**Exercise goal**
From the lines below, copy out each one that contains the word "shed". Capital and small letters must match.

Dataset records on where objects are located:
-*-

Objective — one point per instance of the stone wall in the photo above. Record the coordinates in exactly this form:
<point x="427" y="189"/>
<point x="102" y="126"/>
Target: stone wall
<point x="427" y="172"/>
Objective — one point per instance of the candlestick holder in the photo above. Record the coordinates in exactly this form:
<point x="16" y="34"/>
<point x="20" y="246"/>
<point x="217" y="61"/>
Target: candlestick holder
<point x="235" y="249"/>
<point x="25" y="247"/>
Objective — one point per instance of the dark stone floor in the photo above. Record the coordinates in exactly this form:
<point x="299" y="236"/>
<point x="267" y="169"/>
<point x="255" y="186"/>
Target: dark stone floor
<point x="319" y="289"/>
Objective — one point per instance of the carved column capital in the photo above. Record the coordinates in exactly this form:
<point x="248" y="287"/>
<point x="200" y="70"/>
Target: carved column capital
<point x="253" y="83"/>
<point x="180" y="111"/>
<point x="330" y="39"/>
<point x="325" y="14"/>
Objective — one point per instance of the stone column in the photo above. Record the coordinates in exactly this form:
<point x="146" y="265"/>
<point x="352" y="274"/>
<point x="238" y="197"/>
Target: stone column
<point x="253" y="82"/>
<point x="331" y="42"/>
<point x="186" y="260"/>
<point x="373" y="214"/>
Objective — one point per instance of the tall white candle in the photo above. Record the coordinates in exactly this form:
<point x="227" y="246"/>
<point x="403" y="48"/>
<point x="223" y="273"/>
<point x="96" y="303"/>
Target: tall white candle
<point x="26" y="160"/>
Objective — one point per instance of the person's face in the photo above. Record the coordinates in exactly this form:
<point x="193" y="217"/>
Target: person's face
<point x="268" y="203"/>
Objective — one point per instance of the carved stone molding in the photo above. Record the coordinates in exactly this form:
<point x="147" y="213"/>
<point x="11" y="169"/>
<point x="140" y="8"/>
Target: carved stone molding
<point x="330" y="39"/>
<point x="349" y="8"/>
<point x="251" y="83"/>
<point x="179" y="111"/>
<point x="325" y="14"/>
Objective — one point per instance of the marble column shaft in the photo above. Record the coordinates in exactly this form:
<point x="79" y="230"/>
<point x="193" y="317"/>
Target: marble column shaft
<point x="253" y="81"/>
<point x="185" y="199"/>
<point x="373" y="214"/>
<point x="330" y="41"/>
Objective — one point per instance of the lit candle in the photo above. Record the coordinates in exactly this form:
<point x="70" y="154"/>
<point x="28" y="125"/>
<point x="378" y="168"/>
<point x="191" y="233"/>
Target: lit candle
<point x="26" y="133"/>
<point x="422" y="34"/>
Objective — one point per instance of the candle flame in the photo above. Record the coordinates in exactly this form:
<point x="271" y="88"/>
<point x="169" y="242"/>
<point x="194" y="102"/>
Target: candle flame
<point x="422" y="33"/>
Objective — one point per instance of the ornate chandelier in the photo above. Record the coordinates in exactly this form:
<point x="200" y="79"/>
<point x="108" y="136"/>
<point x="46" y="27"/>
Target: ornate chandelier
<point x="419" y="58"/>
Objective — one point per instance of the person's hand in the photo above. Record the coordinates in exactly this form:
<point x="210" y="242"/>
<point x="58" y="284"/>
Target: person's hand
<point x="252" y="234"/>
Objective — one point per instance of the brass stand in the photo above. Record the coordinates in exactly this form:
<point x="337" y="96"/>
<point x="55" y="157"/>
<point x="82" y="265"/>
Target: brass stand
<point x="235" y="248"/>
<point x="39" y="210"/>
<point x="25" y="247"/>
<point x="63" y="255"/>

-*-

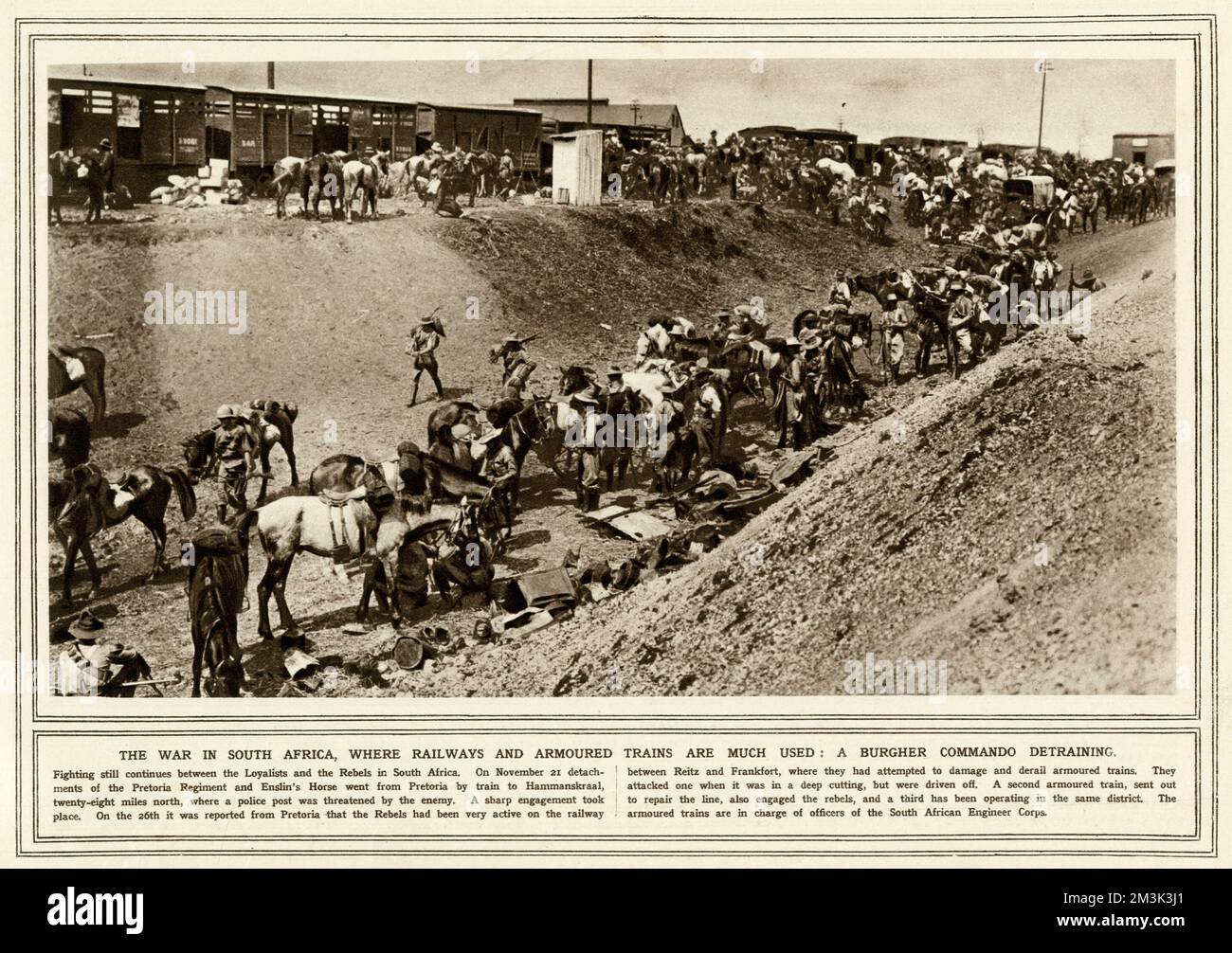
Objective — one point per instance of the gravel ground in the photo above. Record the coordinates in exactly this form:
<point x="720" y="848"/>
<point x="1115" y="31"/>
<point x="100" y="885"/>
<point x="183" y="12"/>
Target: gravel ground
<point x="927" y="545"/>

-*-

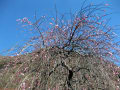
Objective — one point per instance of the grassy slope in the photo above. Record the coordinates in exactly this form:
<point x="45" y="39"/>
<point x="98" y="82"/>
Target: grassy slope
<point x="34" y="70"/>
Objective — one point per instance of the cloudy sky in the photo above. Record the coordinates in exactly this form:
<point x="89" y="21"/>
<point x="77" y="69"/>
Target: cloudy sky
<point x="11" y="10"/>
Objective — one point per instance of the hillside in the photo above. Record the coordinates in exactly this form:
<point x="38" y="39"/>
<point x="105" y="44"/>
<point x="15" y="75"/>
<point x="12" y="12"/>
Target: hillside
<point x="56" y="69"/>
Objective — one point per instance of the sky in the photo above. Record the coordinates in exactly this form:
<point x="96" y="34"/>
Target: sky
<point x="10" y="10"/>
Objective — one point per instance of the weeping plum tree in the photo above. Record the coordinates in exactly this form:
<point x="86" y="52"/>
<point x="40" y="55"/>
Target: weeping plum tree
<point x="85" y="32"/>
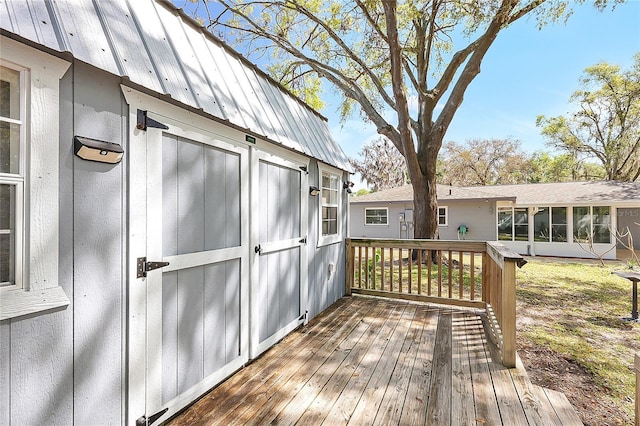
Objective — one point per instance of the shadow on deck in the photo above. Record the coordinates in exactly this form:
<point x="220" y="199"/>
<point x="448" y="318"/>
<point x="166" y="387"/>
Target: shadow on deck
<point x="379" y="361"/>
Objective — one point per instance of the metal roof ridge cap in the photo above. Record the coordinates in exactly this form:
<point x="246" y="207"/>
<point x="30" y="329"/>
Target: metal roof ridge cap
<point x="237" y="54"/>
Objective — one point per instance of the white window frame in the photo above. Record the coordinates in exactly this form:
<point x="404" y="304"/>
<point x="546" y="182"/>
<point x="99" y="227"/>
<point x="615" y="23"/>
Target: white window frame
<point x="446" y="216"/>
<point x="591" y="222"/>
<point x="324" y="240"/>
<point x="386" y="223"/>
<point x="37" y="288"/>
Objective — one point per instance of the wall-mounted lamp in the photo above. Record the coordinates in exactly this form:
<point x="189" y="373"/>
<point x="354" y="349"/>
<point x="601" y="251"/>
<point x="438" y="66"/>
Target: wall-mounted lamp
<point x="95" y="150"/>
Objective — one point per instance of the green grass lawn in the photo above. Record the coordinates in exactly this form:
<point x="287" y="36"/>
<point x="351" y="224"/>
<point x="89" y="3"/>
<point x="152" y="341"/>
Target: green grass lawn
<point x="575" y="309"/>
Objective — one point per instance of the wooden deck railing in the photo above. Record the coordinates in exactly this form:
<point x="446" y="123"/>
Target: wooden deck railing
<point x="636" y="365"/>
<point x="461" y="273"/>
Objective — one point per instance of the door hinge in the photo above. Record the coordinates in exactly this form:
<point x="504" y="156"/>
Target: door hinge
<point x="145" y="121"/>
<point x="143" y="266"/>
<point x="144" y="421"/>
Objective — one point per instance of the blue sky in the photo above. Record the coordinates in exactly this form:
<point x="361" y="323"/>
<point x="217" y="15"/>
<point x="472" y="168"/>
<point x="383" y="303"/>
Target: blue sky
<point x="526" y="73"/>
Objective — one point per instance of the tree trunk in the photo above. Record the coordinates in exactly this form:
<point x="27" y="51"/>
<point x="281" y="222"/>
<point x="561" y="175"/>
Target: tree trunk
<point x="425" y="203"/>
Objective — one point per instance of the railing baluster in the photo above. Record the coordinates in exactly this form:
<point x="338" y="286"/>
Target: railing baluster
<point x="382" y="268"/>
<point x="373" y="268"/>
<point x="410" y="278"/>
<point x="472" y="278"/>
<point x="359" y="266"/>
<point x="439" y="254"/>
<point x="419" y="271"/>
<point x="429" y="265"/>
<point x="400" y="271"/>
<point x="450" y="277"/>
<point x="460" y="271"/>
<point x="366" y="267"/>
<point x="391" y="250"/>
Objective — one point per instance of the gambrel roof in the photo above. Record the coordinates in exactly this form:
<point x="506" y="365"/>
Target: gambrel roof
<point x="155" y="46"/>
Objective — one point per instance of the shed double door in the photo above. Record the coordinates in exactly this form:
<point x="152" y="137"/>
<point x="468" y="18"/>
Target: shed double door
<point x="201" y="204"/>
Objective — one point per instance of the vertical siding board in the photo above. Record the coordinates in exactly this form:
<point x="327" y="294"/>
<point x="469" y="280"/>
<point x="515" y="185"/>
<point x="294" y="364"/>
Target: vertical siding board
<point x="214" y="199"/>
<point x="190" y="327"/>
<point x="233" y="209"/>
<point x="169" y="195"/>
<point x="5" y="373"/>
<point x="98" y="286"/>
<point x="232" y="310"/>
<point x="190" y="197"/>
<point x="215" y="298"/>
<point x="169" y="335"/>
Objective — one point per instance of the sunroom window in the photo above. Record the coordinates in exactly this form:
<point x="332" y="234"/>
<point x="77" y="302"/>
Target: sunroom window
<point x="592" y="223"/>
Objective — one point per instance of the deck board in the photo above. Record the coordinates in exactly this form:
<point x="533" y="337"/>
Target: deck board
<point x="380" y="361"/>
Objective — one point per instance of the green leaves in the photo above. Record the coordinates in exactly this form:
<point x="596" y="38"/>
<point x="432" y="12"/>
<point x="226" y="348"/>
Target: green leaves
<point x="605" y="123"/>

-*-

**Solution to the problem**
Objective — one point per instance of the shed double door in the photo above. Record the coordinates in exactly this form:
Target: shed double door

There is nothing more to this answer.